Copy the lines from the start of the records up to and including the line with "POLYGON ((74 149, 33". Raise every coordinate in the answers by 30, and keep the requests and their format samples as they are.

* Begin *

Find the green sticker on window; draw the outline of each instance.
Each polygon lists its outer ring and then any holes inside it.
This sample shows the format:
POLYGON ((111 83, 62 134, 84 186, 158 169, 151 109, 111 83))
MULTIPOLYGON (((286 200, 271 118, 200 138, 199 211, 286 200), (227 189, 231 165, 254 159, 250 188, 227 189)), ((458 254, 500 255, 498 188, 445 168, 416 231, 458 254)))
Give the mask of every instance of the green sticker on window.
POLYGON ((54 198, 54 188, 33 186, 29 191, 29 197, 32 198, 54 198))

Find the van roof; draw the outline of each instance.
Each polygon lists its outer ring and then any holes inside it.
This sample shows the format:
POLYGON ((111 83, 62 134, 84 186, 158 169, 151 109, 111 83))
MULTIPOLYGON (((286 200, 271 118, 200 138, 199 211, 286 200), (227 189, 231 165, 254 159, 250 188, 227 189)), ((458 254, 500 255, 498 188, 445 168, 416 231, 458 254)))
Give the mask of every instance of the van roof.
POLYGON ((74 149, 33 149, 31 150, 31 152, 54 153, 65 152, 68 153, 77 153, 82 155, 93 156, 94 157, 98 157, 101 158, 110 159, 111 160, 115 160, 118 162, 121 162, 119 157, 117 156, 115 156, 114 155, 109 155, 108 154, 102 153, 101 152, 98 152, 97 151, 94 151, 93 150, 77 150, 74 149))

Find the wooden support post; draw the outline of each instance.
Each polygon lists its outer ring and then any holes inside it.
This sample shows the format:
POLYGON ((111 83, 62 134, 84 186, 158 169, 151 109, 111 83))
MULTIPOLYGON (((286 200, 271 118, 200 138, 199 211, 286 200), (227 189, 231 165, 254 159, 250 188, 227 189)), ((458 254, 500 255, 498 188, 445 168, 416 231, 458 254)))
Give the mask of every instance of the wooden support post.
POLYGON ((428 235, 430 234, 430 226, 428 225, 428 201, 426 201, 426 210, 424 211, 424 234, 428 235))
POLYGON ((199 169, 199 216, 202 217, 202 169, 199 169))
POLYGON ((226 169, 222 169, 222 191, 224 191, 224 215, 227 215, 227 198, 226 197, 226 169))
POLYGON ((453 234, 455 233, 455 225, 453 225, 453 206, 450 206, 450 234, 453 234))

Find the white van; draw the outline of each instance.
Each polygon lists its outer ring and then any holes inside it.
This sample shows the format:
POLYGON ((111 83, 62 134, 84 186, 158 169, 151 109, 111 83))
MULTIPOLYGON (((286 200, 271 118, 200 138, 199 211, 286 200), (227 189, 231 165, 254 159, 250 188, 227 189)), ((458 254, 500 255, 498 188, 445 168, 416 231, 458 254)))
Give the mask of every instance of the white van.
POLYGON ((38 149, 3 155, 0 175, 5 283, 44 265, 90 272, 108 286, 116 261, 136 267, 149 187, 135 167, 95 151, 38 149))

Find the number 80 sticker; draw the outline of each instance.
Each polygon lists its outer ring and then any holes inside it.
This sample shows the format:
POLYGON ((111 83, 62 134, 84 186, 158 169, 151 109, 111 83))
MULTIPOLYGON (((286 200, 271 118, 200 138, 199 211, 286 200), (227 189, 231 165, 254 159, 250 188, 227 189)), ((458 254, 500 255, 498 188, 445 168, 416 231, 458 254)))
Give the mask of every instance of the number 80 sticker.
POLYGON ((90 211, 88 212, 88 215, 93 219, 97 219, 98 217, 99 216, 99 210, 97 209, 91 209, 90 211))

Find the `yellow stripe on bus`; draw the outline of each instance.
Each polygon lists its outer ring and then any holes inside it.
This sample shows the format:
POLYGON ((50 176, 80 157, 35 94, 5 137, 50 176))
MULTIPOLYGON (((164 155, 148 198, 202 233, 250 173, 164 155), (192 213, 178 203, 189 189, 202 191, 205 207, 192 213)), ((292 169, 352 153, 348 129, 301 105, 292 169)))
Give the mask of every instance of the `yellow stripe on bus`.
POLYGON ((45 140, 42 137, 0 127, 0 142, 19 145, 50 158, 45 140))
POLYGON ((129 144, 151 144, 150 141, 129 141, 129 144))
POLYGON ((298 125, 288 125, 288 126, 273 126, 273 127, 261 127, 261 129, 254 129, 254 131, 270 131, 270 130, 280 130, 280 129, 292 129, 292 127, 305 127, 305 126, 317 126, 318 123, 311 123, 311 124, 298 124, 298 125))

* End *

## SOLUTION TO THIS EXERCISE
Find the green sticker on window; draw the outline of each instance.
Each polygon lists its outer ring and then any holes inside it.
This sample shows the format:
POLYGON ((111 83, 62 134, 84 186, 158 169, 151 109, 111 83))
MULTIPOLYGON (((286 200, 271 118, 200 138, 199 211, 286 200), (227 189, 231 165, 254 159, 250 188, 227 189)), ((458 254, 500 255, 498 188, 445 168, 416 231, 458 254)))
Give the mask of every instance of the green sticker on window.
POLYGON ((84 228, 84 218, 63 216, 59 221, 59 227, 62 228, 84 228))

Find the van roof; draw the outline of each instance.
Each polygon lists its outer ring and then any holes inside it.
This sample shows the format:
POLYGON ((111 83, 62 134, 84 186, 158 169, 151 109, 111 83))
MULTIPOLYGON (((286 200, 271 118, 200 138, 199 211, 286 200), (227 189, 231 165, 254 159, 250 188, 227 189)), ((458 254, 500 255, 498 188, 445 168, 416 231, 458 254)))
Give the mask of every instance of the van roof.
POLYGON ((104 179, 63 179, 61 180, 61 182, 84 183, 95 182, 98 183, 107 183, 112 185, 123 186, 124 187, 128 187, 131 188, 140 189, 141 190, 145 190, 148 192, 151 192, 149 187, 147 186, 145 186, 144 185, 139 185, 138 184, 132 183, 131 182, 128 182, 127 181, 124 181, 123 180, 107 180, 104 179))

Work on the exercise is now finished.